--- Provided records ---
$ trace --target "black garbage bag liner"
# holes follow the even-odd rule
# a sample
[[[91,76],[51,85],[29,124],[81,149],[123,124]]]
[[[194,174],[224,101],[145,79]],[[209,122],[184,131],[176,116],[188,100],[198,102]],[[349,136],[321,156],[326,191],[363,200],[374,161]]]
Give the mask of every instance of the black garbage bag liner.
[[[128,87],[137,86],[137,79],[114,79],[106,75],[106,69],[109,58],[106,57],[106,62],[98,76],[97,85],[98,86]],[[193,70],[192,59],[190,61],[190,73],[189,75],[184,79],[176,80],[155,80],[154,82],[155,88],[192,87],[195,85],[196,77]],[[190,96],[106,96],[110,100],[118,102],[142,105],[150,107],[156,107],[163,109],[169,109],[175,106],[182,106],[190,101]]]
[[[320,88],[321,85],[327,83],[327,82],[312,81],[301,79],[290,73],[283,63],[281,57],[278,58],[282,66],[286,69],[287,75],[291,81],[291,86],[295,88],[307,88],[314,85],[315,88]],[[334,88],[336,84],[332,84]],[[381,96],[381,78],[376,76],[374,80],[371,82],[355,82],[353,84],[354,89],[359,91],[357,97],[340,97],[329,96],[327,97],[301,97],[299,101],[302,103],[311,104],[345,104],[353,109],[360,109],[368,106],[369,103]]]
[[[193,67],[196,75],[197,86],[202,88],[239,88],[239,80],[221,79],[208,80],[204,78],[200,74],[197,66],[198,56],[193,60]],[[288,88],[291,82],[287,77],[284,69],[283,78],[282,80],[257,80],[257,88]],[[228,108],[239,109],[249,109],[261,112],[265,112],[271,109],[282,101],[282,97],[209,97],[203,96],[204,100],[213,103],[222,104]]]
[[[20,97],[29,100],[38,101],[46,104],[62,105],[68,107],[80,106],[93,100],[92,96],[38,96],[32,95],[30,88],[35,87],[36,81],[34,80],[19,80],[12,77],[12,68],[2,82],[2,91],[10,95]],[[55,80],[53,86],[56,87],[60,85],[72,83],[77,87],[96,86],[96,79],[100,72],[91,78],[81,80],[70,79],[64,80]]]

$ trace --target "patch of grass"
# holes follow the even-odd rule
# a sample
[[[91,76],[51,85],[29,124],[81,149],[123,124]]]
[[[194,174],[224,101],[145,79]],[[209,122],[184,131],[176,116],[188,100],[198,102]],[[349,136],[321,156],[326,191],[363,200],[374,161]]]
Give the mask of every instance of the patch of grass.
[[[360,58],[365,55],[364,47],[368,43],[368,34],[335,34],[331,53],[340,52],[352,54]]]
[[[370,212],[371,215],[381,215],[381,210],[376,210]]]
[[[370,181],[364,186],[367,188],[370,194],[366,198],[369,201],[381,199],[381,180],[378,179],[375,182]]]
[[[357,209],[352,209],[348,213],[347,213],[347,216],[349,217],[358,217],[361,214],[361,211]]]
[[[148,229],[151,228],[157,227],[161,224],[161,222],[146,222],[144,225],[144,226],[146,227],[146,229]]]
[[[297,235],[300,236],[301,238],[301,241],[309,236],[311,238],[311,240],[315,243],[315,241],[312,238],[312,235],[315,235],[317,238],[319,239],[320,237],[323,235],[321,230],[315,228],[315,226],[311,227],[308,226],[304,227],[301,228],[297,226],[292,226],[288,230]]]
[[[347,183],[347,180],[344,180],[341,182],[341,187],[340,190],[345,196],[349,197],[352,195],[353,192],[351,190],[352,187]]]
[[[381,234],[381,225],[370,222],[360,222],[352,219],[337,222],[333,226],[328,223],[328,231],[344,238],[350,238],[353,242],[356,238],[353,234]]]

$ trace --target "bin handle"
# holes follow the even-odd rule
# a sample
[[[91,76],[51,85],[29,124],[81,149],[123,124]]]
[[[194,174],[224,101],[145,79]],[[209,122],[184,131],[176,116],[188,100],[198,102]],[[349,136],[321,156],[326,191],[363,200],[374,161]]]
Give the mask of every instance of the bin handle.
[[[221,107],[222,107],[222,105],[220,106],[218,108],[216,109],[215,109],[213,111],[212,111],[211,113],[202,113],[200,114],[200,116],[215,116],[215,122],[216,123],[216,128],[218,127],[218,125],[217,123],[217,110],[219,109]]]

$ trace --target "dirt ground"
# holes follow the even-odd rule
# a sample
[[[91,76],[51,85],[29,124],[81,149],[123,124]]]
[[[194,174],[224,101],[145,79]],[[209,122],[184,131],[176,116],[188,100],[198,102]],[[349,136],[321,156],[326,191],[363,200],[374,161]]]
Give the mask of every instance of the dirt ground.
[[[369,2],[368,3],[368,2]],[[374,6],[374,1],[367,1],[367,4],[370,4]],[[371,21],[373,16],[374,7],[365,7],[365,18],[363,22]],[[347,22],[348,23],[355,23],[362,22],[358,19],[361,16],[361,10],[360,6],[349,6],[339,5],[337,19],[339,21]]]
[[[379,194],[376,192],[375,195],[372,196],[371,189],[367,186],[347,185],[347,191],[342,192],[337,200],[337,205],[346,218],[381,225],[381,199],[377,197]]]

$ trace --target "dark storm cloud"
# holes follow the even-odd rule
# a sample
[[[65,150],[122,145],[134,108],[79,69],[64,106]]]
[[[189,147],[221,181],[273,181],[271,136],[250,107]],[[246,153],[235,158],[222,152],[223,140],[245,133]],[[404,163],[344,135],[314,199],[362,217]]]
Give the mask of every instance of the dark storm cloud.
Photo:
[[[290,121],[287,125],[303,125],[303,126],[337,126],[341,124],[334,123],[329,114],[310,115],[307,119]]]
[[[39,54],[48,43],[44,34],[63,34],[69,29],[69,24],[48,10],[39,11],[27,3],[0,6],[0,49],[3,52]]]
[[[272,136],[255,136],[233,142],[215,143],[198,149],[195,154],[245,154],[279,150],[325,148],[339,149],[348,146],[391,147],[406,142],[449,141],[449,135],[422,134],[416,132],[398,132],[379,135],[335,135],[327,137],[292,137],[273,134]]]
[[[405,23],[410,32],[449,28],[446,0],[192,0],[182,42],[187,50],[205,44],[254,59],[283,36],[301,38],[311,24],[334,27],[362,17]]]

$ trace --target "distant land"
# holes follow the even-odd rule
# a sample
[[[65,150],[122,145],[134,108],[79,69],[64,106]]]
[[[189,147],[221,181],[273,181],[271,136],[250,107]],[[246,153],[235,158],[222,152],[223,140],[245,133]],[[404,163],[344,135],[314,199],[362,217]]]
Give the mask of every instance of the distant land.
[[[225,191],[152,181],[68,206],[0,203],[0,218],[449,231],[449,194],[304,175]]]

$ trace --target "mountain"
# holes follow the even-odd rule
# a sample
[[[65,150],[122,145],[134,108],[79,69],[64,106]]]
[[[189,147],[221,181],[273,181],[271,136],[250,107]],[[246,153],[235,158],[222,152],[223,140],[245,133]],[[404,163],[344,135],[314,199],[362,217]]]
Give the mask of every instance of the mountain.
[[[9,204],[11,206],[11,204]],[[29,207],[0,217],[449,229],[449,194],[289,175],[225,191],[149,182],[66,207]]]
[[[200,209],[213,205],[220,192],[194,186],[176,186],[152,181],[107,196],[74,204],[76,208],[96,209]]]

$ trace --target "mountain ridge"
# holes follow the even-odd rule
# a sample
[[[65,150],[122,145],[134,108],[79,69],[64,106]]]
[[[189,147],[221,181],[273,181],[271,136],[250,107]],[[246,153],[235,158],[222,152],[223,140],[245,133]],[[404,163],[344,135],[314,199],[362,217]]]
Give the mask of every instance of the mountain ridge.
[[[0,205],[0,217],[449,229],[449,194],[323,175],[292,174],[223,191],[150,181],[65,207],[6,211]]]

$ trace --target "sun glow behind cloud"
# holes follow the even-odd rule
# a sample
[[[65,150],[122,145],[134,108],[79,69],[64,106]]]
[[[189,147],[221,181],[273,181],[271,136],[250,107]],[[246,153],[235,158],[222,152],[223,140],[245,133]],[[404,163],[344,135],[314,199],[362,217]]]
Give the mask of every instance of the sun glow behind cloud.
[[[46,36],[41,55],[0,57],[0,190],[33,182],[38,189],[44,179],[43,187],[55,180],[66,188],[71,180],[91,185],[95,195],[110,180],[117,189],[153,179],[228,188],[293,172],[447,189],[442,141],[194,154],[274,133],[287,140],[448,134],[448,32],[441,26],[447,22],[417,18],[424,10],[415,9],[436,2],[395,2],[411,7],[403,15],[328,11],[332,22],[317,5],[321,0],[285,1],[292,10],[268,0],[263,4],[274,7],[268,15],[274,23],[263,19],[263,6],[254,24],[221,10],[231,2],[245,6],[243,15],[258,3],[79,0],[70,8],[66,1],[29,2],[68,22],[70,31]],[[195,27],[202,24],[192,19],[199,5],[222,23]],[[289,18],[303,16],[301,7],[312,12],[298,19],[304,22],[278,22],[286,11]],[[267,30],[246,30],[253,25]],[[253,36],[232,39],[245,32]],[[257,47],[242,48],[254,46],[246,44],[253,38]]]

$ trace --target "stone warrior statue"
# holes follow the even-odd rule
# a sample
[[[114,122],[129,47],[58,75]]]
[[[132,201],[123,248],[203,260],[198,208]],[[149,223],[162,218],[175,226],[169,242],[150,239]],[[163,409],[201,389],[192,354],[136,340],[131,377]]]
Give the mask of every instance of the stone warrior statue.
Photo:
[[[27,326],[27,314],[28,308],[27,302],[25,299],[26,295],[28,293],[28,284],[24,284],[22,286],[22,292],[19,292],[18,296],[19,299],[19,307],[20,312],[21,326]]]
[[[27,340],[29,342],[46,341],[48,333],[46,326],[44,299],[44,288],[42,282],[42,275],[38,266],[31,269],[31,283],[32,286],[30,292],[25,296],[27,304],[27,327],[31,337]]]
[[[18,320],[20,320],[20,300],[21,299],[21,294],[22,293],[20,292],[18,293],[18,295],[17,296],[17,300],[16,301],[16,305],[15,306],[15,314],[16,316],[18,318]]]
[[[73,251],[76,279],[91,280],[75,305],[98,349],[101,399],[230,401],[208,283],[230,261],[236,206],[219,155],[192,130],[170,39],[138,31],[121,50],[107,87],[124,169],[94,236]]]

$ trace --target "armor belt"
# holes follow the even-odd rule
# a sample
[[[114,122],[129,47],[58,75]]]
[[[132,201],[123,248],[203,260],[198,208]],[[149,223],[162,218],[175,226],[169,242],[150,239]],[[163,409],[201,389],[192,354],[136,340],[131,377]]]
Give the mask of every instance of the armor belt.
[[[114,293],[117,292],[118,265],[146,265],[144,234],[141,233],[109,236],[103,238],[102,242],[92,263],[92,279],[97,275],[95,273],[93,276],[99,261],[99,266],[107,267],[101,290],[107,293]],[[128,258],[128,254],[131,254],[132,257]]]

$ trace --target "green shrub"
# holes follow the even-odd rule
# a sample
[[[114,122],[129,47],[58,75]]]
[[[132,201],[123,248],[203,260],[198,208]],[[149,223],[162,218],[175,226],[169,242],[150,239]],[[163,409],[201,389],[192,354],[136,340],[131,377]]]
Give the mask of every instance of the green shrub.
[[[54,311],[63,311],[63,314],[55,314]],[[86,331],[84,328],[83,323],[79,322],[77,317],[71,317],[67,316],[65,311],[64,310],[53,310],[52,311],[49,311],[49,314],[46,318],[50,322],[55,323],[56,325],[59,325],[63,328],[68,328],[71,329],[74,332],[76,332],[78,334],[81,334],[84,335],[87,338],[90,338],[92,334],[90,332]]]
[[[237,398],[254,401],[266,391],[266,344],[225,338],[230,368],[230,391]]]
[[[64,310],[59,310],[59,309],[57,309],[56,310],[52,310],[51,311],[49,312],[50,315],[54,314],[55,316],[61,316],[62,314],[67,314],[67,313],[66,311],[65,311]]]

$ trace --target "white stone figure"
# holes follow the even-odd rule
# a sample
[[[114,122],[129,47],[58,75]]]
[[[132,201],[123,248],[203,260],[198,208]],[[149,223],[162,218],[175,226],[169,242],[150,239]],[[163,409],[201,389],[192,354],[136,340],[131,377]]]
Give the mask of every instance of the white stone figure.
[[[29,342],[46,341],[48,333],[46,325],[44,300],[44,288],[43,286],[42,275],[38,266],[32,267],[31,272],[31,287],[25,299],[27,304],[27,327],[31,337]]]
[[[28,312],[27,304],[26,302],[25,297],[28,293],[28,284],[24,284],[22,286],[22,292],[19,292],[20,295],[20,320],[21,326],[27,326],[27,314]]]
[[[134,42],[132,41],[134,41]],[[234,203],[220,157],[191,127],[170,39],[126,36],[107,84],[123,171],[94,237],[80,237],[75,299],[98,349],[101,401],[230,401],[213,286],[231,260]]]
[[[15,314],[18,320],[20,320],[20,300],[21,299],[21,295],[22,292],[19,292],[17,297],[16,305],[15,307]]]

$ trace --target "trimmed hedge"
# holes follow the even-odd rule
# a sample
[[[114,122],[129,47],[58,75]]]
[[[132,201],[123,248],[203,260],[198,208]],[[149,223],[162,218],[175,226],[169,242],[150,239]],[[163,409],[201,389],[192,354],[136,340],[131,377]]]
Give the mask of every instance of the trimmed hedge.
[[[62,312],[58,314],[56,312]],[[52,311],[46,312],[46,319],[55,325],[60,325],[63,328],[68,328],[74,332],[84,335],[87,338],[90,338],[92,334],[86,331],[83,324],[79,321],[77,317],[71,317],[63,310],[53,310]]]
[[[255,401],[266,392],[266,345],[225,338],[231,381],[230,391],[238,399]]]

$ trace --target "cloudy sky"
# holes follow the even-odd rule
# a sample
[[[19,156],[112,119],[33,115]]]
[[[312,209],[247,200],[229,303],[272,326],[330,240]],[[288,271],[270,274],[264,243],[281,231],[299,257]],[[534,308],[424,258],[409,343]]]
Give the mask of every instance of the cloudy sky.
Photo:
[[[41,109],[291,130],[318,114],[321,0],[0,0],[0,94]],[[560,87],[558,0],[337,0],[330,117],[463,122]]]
---
> **What the task asks**
Which lines above contain the word "ridge"? Copy each of them in full.

> **The answer**
$ trace --target "mountain ridge"
Give the mask of every instance of the mountain ridge.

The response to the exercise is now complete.